--- START OF ENTRIES PROVIDED ---

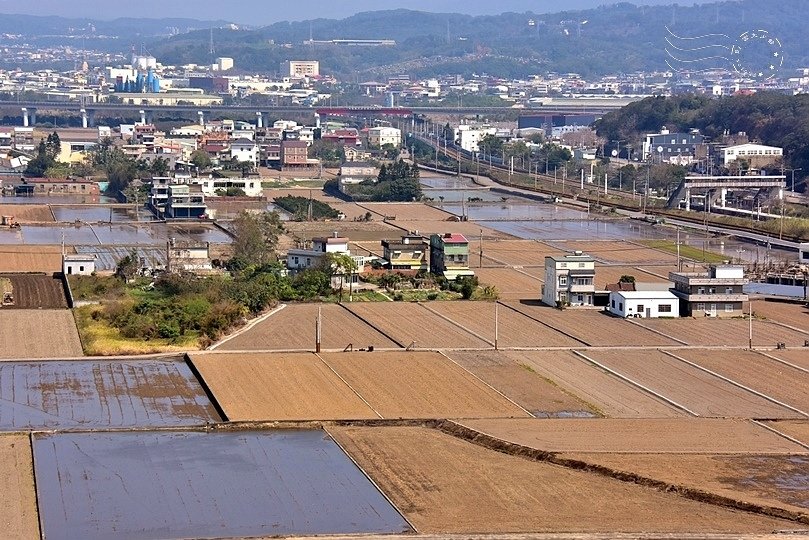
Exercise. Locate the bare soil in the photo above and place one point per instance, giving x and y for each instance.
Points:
(606, 393)
(419, 385)
(294, 328)
(758, 372)
(18, 506)
(638, 436)
(37, 291)
(700, 392)
(514, 329)
(38, 334)
(407, 322)
(522, 384)
(446, 485)
(255, 387)
(763, 480)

--- END OF ENTRIES PROVIDED ---

- **TO DO**
Reproduce the lines above word for word, omitting the pictures.

- **RESULT FOR THIS EXERCISE**
Exercise. Locate the bare soil in the photo above and place one point per instance, giving x and y for each instance.
Points:
(606, 393)
(419, 385)
(294, 328)
(758, 372)
(18, 506)
(638, 436)
(37, 291)
(700, 392)
(514, 329)
(38, 334)
(407, 322)
(522, 384)
(446, 485)
(255, 387)
(763, 480)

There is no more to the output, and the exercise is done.